BEGIN DOCUMENT SEGMENT
DNA Lounge: Wherein we contemplate the Nina/Storm show.


This show almost didn't happen, because Nina Hagen had a lot of trouble getting her visa to enter the country. It would seem that in These Uncertain Times, our government must do its best to keep potential terrorist-slash-recording-artists out of the homeland. In the last couple of years, it's apparently become a lot harder for foreign bands to get in the country; the work visas are nearly impossible to come by, and I'm told that the old tricks that small bands used to use, like just pretending that they're going on vacation and renting instruments when they get here, no longer work.
One of the more egregious examples of this recently was when Cuban guitarist Ibrahim Ferrer was unable to pick up his Grammy award at the ceremony because he couldn't get into the country: "Mr. Ferrer can't be with us tonight".
Nina's agent actually called us to cancel this show, thinking the tour was dead, but Alexis call the Goethe Institute (who put on the Maximilian Hecker / Barbara Morgenstern show a couple weeks ago) and apparently they have some pull in situations like this... She ended up having to cancel her show in New York, though.
What a messed up world.
I, for one, welcome our new quad-kidney transhuman Bosnian hard-drinking overlords.
Two Bosnian brothers who say they can drink as much as they want without feeling drunk have been told they each have a spare set of fully functioning kidneys.
Josip Galic, 69, from Kucetine in Bosnia said: "I had a car accident and doctors discovered I had four kidneys. That surprised me, but at least it explained why I could drink all my friends under the table, and never had a hangover."
He added it was a further surprise when his brother found out after a visit to the doctor that he had four kidneys as well.
Immortel
The 9MB teaser and 35MB trailer are here, and I think this is already my new favorite movie.
how to make your own prison hooch

"Pruno, a prison wine created from fruit, sugar and ketchup, is such a vile and despicable beast in the California state penal system that prisoners can't eat fresh fruit at lunch. Back in December 2002, the warden at Lancaster prison in Los Angeles County removed fresh fruit from box lunches in the maximum-security lockup, as an effort to reduce violence. Apparently, sober, scurvy-addled felons are much easier to control than drunken, violent convicts."
END DOCUMENT SEGMENT
BEGIN RECORDED DATA
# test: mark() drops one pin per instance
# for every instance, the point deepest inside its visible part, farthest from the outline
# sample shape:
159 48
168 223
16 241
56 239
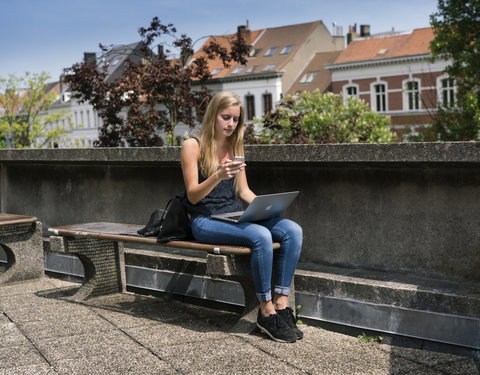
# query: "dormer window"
252 69
269 67
308 77
270 51
254 52
286 50
237 70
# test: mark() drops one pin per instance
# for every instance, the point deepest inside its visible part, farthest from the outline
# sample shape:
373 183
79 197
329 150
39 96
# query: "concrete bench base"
21 240
102 260
100 248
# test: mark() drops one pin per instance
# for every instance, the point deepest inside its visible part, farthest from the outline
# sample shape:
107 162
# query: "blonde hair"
208 147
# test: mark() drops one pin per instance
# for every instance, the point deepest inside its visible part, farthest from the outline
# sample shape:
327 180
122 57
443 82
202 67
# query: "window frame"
407 92
308 77
351 86
451 89
267 99
287 49
271 51
249 107
374 96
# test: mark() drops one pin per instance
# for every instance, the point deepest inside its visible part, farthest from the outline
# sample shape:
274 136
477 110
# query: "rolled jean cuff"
264 297
283 290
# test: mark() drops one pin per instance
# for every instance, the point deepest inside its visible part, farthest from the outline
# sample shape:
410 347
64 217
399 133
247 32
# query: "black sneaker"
275 327
289 317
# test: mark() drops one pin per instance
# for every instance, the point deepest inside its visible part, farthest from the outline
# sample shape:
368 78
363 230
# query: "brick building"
394 74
END RECORDED DATA
» **WHAT TO DO**:
Answer these questions from the DNA Lounge post above.
(a) What nearly prevented the Nina Hagen show from happening?
(b) How old is Josip Galic?
(c) What did the warden at Lancaster prison remove from box lunches in December 2002?

» **RESULT OF THE TASK**:
(a) Nina Hagen had a lot of trouble getting her visa to enter the country.
(b) He is 69.
(c) The warden removed fresh fruit from box lunches in the maximum-security lockup.